Skip to content

Predicting Transcription Factor Binding Sites from ENCODE data using Machine Learning

License

Notifications You must be signed in to change notification settings

aniketk21/tfbs-prediction

Repository files navigation

Predicting Transcription Factor Binding Sites using Deep Learning

Here we use ENCODE data viz. ChIP-seq peaks (narrowPeak files), genome segmentation data (BED files), Motif information (GFF files) and DNASE information (narrowPeak files) to predict the probability of a Transcription Factor (TF) binding in a 200 bp window (chrStart-chrEnd).

Files:
- data_pipeline.sh
- find_bed_range.py
- create_bp_windows.py
- mod_chrom.py
- mod_motif.py
- mod_dnase_score.py
- mod_peak.py
- dat2csv.py
- uniq.py
- rm_ambiguous.py
- prc.py
- auprc.r

1. data_pipeline.sh
    Creates the dataset to be given to the model as input:
    usage: ./data_pipeline.sh
    For command line arguments, refer to each .py file's documentation.

2. find_bed_range.py
    Outputs the ranges (low1, low2 and high2) for the 200 bp windows to be created.
    usage: python find_bed_range.py bed_file.bed
    Round low1 to the nearest multiple of 50.
    Put these (low1, low2 and high2) in the data_pipeline.sh file.
    Windows created:
        low1    low1+200
        ...
        ...
        low2    high2

3. create_bp_windows.py
    Outputs a tab-separated dataset in the format:
        chrStart  chrEnd  chrom_state  e2f4_motif_score  e2f6_motif_score  dnase_score  chipseq_peak
    chrStart, chrEnd -> integers
    chrom_state -> an integer between [1, 7], both inclusive
    e2f4_motif_score, e2f6_motif_score, dnase_score -> floats
    chipseq_peak -> binary [0 or 1]
    In the output file, all features except chrStart and chrEnd are 0.

Exercise data:
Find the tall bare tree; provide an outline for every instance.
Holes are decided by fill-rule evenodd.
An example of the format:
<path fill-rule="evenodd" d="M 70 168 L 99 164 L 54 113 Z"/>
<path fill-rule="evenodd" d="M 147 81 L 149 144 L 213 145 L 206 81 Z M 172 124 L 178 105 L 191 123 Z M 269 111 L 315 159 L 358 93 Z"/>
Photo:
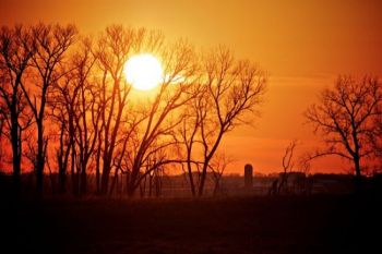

Required actions:
[a] Answer these questions about the transcription factor binding site page:
(i) How many base pairs long is each window in which the probability of transcription factor binding is predicted?
(ii) To what should low1 be rounded?
(iii) What range of values can chrom_state take?
[b] From the transcription factor binding site page, extract the passage starting at "2. find_bed_range.py" and ending at "multiple of 50.".

Solved tasks:
[a]
(i) 200 bp.
(ii) To the nearest multiple of 50.
(iii) An integer from 1 to 7, both inclusive.

[b]
2. find_bed_range.py
    Outputs the ranges (low1, low2 and high2) for the 200 bp windows to be created.
    usage: python find_bed_range.py bed_file.bed
    Round low1 to the nearest multiple of 50.